• **PROBLEM STATEMENT**
List every line in the rows below that contains the string "fence", matching case exactly.

** start of DATA FOR THIS TASK **

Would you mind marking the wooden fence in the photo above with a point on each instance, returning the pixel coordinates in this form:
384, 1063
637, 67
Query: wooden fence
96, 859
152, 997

** end of DATA FOR THIS TASK **

• **WRITTEN SOLUTION**
Would you mind marking the wooden fence in the photo above with a point on each instance, returning the pixel coordinates in this form:
Query: wooden fence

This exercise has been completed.